== Problem to work on ==
Recast the stretch of entries below, from the line containing "the lamp post." through the line containing "(26, 102), (135, 353)", as a JSON list of strings with one string per line and blank lines left out.

-- Start of Provided material --

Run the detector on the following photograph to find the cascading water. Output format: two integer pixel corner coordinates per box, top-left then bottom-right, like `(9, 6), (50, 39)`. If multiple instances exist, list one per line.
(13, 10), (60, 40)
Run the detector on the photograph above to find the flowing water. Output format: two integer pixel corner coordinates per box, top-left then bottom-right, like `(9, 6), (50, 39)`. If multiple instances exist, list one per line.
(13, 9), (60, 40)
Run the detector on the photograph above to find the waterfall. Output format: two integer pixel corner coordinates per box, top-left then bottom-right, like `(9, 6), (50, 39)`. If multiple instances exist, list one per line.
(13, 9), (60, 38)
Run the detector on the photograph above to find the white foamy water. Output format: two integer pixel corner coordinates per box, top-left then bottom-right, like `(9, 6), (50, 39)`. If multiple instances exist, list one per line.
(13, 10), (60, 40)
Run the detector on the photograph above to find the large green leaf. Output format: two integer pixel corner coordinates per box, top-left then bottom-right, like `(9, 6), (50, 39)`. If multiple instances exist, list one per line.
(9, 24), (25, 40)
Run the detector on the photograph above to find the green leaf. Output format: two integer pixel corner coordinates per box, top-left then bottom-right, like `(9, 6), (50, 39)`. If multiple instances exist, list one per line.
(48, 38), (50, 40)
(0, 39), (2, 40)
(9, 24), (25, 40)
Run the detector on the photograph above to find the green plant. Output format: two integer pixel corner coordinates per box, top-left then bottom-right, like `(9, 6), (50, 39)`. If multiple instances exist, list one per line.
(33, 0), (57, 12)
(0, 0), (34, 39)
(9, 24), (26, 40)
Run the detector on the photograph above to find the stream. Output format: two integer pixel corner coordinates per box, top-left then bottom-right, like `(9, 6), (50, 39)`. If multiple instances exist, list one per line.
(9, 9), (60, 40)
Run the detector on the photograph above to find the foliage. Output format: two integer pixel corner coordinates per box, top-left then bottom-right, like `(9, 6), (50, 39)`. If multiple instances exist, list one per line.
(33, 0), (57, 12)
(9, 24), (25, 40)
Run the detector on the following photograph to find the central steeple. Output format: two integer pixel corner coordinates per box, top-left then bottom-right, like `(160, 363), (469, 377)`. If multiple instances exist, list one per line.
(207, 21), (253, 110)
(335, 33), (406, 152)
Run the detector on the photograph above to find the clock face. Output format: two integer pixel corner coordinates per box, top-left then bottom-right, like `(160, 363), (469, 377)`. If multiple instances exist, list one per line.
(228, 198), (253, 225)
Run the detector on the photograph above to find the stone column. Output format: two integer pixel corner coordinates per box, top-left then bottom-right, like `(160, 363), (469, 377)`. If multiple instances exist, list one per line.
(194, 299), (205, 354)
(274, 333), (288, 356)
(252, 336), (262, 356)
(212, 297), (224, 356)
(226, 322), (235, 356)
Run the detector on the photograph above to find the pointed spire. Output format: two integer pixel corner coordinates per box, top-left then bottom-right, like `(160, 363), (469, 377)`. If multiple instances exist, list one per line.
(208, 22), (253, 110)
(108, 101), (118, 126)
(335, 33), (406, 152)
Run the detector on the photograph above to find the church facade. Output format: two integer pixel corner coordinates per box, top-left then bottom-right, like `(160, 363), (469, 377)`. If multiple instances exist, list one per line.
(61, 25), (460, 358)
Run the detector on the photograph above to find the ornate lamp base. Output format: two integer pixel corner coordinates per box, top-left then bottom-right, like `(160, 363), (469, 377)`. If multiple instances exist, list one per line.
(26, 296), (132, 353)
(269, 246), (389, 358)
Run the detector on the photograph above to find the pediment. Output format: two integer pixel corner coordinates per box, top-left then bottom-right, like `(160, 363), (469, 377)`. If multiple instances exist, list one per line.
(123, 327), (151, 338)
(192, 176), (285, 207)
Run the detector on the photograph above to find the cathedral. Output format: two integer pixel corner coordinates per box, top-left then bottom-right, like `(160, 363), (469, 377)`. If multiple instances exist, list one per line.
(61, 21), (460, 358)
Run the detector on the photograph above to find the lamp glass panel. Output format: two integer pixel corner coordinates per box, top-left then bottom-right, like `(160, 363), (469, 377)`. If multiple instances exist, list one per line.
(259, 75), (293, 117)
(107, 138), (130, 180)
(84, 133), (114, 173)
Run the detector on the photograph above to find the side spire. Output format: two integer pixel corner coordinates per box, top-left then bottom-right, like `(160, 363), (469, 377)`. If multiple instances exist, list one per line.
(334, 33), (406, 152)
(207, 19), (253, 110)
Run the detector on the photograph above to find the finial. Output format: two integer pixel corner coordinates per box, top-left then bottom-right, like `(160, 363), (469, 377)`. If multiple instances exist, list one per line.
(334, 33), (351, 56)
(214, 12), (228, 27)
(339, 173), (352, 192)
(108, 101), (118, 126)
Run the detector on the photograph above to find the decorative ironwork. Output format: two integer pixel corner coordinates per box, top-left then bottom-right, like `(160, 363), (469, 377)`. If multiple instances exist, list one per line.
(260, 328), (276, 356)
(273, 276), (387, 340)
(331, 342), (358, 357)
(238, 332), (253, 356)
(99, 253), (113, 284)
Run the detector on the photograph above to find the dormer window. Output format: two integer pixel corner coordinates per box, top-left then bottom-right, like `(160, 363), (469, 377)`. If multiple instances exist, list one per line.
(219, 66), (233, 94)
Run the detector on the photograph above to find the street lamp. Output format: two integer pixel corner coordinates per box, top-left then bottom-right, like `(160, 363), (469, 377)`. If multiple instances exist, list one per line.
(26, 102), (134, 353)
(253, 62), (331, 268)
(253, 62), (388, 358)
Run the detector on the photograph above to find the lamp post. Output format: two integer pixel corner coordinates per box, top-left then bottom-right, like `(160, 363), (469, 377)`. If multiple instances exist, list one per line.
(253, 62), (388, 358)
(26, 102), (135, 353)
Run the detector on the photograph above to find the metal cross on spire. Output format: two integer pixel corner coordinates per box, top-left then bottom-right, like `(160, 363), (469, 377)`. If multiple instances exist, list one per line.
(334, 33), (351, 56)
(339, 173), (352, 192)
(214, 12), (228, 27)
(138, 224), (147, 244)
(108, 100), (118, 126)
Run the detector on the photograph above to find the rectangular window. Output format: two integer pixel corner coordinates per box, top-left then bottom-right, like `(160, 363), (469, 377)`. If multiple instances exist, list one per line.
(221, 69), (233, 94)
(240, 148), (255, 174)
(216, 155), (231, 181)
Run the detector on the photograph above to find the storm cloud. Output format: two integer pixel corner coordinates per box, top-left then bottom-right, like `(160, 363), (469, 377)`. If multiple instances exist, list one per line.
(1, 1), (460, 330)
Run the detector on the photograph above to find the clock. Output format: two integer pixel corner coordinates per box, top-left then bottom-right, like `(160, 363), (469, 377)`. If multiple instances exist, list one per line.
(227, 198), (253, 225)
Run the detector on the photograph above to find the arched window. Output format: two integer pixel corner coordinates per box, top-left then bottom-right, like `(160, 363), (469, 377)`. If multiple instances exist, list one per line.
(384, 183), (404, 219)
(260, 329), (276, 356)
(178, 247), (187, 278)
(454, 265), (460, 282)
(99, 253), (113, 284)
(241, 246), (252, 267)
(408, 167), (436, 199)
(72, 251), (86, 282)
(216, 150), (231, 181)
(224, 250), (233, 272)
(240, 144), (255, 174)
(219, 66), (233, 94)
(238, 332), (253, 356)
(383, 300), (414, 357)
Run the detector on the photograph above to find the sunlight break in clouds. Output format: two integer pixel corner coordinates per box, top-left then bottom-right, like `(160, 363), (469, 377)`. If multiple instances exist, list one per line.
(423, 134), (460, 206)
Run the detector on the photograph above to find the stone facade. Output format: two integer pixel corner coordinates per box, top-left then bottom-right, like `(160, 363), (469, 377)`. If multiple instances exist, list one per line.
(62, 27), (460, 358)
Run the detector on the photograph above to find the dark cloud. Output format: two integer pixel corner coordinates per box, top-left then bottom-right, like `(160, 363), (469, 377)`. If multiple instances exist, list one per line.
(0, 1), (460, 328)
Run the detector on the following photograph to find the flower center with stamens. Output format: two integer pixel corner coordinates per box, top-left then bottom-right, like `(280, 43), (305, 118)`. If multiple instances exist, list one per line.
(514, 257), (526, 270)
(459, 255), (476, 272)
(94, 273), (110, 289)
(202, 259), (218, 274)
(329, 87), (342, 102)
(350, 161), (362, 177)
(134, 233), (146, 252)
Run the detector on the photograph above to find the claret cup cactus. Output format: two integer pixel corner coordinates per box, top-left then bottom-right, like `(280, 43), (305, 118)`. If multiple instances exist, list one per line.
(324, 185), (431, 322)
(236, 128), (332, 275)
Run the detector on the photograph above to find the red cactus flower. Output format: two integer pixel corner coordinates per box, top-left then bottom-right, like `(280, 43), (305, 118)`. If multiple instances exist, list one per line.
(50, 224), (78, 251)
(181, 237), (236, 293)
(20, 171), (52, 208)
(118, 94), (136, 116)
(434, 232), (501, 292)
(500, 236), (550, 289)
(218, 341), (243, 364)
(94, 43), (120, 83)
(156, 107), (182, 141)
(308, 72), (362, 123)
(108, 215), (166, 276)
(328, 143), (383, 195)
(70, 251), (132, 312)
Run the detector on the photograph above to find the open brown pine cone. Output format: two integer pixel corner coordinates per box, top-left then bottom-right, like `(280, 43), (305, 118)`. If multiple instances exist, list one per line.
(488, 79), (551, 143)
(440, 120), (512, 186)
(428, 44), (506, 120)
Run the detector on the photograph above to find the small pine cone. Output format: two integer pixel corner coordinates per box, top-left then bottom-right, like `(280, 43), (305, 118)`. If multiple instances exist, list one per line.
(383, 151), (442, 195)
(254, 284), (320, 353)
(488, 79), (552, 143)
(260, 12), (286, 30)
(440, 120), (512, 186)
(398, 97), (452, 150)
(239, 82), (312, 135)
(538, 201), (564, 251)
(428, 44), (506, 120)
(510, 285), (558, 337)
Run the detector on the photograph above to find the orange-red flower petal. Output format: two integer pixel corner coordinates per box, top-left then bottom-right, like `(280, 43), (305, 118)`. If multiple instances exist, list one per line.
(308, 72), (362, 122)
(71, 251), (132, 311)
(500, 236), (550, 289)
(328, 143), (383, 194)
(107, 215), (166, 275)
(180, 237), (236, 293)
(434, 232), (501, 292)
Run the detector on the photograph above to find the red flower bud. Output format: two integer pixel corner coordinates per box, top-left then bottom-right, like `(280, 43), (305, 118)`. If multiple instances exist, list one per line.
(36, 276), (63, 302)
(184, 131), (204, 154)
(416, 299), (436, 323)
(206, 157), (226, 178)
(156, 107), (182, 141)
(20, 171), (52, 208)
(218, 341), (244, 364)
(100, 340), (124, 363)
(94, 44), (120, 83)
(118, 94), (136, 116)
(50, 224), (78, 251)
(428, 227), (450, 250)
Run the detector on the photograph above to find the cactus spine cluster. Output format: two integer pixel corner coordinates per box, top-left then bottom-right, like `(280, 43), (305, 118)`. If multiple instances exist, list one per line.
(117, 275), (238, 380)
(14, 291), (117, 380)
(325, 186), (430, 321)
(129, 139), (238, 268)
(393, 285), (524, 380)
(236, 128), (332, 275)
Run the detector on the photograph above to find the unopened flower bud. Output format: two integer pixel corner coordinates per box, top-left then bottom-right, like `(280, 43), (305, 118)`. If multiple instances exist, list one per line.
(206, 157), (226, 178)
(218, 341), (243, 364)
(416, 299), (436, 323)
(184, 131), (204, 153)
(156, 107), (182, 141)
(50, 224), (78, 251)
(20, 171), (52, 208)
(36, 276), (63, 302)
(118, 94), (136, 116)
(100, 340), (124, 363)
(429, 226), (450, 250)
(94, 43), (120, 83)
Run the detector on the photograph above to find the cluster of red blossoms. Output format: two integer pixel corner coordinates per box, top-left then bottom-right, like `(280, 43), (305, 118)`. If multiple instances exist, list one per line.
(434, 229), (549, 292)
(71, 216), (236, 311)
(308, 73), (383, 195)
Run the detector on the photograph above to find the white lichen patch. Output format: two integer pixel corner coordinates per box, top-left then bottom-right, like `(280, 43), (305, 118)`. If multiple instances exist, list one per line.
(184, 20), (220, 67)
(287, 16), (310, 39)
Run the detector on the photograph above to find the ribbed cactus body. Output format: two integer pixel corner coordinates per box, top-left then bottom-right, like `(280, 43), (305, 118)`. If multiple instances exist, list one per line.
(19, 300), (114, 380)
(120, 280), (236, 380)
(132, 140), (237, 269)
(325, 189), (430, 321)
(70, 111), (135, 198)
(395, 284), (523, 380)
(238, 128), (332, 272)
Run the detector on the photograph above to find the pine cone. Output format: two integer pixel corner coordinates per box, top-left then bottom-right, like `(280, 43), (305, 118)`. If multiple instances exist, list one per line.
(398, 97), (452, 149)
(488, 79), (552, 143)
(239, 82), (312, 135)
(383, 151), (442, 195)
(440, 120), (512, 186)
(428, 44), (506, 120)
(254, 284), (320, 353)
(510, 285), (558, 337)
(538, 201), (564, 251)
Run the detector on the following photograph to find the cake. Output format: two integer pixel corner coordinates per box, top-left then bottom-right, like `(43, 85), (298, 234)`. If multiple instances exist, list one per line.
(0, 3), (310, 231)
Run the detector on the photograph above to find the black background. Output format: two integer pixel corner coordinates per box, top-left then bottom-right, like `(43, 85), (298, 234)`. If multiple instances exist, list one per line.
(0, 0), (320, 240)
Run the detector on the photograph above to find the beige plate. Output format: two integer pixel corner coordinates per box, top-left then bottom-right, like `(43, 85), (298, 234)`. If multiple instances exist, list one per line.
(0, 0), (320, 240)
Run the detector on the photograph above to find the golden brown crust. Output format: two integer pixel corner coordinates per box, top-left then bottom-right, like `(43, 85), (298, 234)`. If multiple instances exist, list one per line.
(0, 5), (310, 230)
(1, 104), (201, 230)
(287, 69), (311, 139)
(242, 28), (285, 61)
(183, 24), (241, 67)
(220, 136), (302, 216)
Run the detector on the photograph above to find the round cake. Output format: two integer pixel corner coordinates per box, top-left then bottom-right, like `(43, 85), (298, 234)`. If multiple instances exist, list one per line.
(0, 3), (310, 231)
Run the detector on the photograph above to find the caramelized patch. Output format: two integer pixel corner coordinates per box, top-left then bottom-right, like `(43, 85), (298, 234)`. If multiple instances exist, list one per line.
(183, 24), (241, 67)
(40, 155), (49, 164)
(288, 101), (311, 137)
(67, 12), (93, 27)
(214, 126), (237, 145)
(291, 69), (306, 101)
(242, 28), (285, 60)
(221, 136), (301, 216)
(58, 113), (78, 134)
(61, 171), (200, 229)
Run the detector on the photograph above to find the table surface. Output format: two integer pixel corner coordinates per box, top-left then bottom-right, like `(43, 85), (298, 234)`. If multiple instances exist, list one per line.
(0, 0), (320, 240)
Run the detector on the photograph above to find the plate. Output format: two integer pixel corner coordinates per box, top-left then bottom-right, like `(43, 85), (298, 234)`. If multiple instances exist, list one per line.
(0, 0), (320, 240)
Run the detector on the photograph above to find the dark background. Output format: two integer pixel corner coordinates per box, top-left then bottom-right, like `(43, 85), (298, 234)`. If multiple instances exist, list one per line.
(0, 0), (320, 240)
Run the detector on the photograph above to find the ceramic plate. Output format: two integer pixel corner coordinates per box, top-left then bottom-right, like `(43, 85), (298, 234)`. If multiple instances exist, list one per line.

-- End of Provided material --

== Full answer ==
[
  "Run the detector on the photograph above to find the lamp post. Output format: two integer pixel corner coordinates per box, top-left then bottom-right, like `(160, 363), (469, 377)`. If multiple instances exist, list one per line.",
  "(253, 62), (388, 358)",
  "(26, 102), (135, 353)"
]